_Problem to solve_
Pick up at the line with "Target: snow-covered ground". Write it out exactly, along with each later line through the end of the data, and nothing more.

_Records drawn from a dataset_
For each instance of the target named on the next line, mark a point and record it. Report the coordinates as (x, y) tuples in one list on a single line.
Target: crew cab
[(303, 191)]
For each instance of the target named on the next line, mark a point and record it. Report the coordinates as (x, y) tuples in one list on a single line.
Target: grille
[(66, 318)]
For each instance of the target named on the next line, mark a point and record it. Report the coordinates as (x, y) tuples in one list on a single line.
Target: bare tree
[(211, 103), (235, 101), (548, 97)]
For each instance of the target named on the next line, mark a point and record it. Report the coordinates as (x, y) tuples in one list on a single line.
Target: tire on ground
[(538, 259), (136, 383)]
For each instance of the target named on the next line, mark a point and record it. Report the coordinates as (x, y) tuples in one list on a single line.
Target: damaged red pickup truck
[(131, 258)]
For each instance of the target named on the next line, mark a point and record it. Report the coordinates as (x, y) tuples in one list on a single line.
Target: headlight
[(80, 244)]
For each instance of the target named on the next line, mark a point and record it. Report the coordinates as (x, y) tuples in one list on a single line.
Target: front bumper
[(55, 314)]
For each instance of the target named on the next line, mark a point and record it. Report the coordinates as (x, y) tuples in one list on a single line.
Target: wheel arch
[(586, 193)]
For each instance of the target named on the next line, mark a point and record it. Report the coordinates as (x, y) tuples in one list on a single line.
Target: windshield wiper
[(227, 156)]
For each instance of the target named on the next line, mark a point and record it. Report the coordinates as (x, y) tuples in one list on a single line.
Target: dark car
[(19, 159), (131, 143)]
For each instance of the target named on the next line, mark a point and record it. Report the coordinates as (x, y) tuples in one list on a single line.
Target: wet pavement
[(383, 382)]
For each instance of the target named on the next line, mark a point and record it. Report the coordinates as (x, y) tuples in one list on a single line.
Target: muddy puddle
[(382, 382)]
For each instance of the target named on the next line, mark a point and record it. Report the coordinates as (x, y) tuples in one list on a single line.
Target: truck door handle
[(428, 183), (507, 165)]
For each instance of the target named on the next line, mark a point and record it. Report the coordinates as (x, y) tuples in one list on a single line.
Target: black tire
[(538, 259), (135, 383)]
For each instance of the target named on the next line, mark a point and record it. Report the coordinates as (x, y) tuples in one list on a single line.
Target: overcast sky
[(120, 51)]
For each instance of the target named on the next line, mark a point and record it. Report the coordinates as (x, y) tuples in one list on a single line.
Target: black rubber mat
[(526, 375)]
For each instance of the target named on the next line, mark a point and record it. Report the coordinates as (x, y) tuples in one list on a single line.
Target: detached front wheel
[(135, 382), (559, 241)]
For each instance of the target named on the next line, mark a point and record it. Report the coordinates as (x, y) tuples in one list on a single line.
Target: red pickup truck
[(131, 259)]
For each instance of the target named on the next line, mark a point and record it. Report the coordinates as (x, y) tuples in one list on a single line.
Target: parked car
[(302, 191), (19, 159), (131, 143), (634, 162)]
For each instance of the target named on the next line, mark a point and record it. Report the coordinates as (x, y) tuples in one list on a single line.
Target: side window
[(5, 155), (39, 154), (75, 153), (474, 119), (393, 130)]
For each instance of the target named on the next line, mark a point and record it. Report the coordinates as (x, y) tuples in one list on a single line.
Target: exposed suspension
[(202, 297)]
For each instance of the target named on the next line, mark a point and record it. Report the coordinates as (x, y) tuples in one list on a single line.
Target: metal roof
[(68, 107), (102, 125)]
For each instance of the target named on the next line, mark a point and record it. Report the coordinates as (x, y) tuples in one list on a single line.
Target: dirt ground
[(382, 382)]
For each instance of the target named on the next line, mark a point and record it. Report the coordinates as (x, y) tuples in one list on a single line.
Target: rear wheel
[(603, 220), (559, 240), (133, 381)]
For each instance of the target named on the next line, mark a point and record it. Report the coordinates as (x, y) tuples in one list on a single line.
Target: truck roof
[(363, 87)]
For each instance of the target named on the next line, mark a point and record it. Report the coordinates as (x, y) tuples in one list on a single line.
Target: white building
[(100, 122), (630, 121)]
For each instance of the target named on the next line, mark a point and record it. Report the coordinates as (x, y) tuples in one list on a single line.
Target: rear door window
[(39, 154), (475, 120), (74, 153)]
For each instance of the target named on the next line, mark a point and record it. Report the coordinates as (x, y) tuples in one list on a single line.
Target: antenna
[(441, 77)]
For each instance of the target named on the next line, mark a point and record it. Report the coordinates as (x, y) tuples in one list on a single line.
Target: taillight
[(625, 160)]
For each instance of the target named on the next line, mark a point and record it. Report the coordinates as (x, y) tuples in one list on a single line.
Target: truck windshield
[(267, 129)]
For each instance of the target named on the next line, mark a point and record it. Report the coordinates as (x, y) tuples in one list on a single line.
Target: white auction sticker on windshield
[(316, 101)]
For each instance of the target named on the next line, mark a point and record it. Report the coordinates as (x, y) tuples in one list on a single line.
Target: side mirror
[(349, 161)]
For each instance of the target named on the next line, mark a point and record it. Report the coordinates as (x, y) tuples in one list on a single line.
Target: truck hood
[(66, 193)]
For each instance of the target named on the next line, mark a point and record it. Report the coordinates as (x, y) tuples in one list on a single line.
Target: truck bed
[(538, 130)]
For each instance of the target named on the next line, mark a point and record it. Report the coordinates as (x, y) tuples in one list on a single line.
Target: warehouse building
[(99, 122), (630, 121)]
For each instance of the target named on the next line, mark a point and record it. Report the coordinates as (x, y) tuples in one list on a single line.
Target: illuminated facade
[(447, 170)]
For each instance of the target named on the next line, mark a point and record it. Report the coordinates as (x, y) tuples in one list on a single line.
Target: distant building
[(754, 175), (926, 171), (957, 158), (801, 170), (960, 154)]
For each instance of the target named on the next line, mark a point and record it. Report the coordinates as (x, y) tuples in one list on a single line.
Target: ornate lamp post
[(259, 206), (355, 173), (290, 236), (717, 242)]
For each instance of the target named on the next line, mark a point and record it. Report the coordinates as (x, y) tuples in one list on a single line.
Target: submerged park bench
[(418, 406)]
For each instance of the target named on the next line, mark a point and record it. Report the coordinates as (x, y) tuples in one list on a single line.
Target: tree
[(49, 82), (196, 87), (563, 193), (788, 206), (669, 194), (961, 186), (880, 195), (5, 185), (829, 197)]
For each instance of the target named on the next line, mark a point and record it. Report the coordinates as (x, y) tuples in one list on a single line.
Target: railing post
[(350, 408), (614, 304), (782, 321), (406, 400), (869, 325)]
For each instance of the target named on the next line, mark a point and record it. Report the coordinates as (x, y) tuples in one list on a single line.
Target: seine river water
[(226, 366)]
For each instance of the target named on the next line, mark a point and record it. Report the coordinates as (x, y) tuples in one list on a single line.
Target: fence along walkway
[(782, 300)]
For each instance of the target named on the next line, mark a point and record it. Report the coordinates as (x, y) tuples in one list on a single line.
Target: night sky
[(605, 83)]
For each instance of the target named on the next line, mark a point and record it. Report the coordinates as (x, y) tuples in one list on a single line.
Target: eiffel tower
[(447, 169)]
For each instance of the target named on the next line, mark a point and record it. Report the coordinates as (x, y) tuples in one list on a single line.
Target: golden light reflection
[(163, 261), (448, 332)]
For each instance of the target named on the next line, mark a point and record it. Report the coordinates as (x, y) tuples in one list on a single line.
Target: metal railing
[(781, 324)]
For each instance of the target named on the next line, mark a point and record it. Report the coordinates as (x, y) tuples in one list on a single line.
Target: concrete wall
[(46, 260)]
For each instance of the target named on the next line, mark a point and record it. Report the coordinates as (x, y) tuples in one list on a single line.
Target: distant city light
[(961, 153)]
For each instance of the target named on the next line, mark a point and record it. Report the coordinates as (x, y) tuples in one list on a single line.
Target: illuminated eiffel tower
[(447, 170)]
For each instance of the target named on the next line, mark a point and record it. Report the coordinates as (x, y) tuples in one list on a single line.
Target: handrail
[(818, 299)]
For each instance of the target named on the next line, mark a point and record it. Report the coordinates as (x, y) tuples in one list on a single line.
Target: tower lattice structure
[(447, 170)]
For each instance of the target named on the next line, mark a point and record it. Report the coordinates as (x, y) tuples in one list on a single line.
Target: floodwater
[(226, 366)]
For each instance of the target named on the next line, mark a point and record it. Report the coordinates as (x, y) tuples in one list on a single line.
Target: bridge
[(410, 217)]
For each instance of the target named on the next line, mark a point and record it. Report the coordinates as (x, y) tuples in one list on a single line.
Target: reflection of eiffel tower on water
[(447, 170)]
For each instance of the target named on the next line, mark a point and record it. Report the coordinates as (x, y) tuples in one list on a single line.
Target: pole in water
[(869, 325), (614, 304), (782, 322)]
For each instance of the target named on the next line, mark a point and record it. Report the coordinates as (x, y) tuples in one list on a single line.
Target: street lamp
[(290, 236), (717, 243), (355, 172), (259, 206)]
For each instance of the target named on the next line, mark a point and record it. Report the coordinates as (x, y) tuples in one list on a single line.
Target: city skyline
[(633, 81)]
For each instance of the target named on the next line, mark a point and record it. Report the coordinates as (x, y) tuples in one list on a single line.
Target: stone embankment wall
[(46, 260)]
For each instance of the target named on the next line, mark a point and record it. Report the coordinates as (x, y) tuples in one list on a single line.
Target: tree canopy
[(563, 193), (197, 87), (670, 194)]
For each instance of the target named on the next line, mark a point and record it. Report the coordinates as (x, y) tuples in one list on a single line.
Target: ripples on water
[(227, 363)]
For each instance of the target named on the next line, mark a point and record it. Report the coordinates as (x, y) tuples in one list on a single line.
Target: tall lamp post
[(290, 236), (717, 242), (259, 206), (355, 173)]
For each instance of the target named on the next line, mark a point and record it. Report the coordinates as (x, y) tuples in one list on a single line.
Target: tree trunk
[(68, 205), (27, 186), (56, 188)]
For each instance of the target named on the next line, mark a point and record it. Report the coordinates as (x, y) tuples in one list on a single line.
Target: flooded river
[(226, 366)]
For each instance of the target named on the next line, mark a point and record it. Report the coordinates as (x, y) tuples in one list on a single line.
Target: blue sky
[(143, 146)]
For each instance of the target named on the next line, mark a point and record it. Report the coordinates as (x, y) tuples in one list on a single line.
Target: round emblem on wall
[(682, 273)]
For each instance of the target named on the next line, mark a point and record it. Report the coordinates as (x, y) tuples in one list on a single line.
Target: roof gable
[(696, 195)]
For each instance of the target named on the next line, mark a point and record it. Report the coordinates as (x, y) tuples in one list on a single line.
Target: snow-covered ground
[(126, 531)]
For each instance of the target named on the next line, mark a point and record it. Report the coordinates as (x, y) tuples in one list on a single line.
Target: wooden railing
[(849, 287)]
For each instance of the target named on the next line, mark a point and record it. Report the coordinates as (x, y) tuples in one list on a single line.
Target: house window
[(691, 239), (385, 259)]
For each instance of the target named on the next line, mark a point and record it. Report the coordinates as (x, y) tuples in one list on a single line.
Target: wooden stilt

_Reply to the exercise_
Target: snow-covered ground
[(126, 531)]
For each instance of the target named on the next line, mark a point and record it. Report the coordinates as (x, y) tuples in one list on a single line.
Target: wooden railing
[(849, 287)]
For each instance of the target named on the next line, mark a point and record it. Report the coordinates as (x, y) tuples in one list on a single line.
Target: house window
[(691, 239), (385, 259)]
For each instance of the target named on the next line, mark a point and record it. Report the coordinates as (x, y) tuples in one list on a single line.
Target: wooden stilt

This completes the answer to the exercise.